ФРАГМЕНТ СТРАНИЦЫ
────

Настроение Чехова этого периода — ожидание близкой революции — сказалось в пьесе «Три сестры» (1901). Один из ее героев произносит пророческие слова: «Пришло время, надвигается на всех нас громада, готовится здоровая, сильная буря, которая идет, уже близка и скоро сдует с нашего общества лень, равнодушие, предубеждение к труду, гнилую скуку, через какие-нибудь двадцать пять — тридцать лет работать уже будет каждый человек. Каждый!»
Чехов чувствовал дыхание надвигающейся бури. И недаром, когда умер Антон Павлович, реакционная критика, возмущаясь его огромной популярностью, с негодованием объясняла эту популярность тем, что Чехов принадлежал к числу «буревестников».

────

(Записи из набора данных)

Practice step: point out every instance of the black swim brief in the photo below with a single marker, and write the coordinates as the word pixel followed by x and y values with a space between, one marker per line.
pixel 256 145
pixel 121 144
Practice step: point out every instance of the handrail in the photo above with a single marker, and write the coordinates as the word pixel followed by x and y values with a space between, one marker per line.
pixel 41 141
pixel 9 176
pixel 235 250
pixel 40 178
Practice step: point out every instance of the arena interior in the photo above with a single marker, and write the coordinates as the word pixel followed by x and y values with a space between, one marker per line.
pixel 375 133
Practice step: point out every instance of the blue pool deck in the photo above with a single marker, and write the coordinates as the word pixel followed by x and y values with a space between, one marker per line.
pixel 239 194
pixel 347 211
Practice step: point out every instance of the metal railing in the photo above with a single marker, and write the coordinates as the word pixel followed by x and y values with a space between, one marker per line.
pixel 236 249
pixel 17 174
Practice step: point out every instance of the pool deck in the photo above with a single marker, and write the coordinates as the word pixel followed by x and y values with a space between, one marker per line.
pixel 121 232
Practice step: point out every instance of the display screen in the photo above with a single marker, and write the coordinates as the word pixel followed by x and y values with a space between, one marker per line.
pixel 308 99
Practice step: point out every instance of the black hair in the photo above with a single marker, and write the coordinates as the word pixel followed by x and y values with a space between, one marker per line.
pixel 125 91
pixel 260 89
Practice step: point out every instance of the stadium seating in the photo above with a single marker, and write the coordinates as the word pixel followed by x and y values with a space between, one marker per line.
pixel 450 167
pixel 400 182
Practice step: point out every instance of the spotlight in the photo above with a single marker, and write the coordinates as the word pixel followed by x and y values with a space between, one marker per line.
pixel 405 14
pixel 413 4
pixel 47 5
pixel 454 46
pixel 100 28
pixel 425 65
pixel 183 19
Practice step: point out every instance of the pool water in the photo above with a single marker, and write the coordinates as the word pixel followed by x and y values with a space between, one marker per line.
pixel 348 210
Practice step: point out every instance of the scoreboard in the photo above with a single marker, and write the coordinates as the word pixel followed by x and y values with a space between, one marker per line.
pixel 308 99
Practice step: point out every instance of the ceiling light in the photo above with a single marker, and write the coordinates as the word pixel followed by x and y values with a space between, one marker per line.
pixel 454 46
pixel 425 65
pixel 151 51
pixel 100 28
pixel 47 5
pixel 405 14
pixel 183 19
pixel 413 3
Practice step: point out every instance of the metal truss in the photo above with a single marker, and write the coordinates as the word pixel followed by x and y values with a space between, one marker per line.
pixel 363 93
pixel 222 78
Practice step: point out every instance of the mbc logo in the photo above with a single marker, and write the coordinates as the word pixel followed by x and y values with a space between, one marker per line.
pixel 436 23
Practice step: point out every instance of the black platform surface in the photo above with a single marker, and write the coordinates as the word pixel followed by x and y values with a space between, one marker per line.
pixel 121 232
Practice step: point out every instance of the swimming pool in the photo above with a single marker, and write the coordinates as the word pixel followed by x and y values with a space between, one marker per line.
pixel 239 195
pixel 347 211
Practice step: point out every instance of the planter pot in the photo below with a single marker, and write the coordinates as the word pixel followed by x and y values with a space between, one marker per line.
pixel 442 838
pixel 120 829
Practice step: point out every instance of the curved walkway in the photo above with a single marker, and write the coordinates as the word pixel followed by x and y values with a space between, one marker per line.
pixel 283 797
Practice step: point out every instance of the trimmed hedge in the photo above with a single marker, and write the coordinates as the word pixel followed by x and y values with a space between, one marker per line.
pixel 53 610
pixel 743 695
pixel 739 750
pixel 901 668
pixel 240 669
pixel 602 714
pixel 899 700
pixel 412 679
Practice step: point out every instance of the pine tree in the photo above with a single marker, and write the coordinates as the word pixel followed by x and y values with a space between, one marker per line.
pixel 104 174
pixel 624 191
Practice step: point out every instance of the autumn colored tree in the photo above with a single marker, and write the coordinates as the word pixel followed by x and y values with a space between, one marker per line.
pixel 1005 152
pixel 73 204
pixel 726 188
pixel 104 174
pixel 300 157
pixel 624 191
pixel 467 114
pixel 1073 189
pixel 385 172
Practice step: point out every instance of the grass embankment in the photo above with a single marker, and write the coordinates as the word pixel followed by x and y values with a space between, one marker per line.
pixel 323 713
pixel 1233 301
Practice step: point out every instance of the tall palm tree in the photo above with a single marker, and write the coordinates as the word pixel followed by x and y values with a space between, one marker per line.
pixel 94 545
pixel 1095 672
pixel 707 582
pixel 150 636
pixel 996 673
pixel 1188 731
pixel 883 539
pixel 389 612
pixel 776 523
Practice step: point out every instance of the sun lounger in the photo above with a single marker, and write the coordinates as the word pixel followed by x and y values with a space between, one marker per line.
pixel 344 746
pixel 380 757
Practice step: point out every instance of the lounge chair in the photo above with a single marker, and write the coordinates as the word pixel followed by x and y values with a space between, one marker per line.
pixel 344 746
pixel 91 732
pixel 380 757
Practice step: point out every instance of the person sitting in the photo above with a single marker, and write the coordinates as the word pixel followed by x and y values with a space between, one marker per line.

────

ПОСТАВЛЕННАЯ ЗАДАЧА
Напишите продолжение фрагмента о Чехове, начиная сразу после его последнего предложения. Приведенные данные никак не связаны с фрагментом о Чехове.

ОТВЕТ НА ЗАДАНИЕ
С. Елпатьевский вспоминает о Чехове девятисотых годов:
«И вот пришло время, не стало прежнего Чехова… И случилось это как-то вдруг, неожиданно для меня. Поднимавшаяся бурная русская волна подняла и понесла с собой и Чехова. Он, отвертывавшийся от политики, весь ушел в политику, по-другому и не то стал читать в газетах, как и что читал раньше. Пессимистически и во всяком случае скептически настроенный Чехов стал верующим. Верующим не в то, что будет хорошая жизнь через двести лет, как говорили персонажи его произведений, а что эта хорошая жизнь для России придвинулась вплотную, что вот-вот сейчас перестроится вся Россия по-новому, светлому, радостному…
И весь он другой стал — оживленный, возбужденный, другие жесты явились у него, новая интонация послышалась в голосе.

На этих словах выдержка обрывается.